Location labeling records
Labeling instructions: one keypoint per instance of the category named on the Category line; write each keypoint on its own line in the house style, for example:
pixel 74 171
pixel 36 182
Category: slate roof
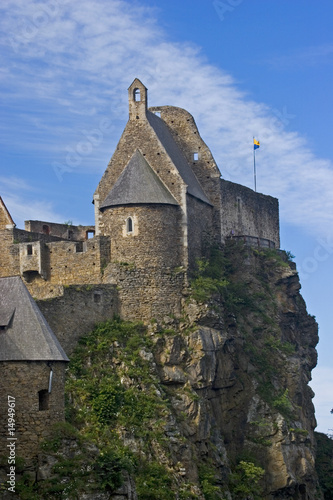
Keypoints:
pixel 137 184
pixel 24 332
pixel 163 133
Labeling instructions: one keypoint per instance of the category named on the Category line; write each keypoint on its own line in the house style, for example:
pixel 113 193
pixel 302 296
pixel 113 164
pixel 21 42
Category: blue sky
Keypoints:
pixel 242 69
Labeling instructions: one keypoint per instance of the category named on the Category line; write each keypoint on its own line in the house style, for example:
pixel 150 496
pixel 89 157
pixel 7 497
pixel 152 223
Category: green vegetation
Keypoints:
pixel 244 481
pixel 207 482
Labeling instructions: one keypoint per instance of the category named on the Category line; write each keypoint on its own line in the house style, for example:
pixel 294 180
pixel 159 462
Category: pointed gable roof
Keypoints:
pixel 24 333
pixel 5 217
pixel 164 135
pixel 138 184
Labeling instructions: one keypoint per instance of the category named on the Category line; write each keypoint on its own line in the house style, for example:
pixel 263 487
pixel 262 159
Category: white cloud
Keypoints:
pixel 70 63
pixel 303 58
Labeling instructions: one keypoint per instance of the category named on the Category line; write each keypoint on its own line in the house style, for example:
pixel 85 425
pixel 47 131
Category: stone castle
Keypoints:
pixel 159 203
pixel 160 200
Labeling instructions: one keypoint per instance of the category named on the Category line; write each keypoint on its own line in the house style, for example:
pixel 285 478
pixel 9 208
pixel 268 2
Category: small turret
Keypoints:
pixel 137 100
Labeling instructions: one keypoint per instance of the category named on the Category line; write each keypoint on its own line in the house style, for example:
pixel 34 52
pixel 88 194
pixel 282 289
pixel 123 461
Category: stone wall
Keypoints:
pixel 186 134
pixel 145 294
pixel 78 310
pixel 23 380
pixel 139 134
pixel 155 239
pixel 63 231
pixel 244 212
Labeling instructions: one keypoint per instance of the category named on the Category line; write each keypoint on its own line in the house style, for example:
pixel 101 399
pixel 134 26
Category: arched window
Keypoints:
pixel 129 225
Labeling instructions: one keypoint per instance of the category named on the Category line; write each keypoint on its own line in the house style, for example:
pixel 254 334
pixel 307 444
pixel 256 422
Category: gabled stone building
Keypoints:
pixel 160 201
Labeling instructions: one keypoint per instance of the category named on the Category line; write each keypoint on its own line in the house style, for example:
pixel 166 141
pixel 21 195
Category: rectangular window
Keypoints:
pixel 43 397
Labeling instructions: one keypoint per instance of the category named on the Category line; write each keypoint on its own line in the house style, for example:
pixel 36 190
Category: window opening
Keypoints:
pixel 90 234
pixel 129 225
pixel 43 397
pixel 79 247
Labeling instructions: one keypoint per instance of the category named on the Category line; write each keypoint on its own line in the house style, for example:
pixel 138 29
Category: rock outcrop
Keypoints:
pixel 214 404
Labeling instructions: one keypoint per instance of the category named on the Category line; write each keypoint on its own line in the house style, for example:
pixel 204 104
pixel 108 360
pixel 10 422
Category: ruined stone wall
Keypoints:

To be done: Can you repeat the records word for word, starting at their first line and ending at the line containing "pixel 242 69", with both ends included? Leave the pictures out.

Exercise output:
Labeling instructions: one keypoint per instance of the category named on the Category line; write each keypoint on its own line in the house style, for example:
pixel 74 171
pixel 36 182
Category: slate roof
Keypoints:
pixel 137 184
pixel 24 332
pixel 163 133
Labeling instructions: one keypoint per instance of the category named on the Category line; write each keypoint on its own line in the house style, for example:
pixel 113 193
pixel 302 296
pixel 113 164
pixel 21 42
Category: blue sky
Keypoints:
pixel 242 69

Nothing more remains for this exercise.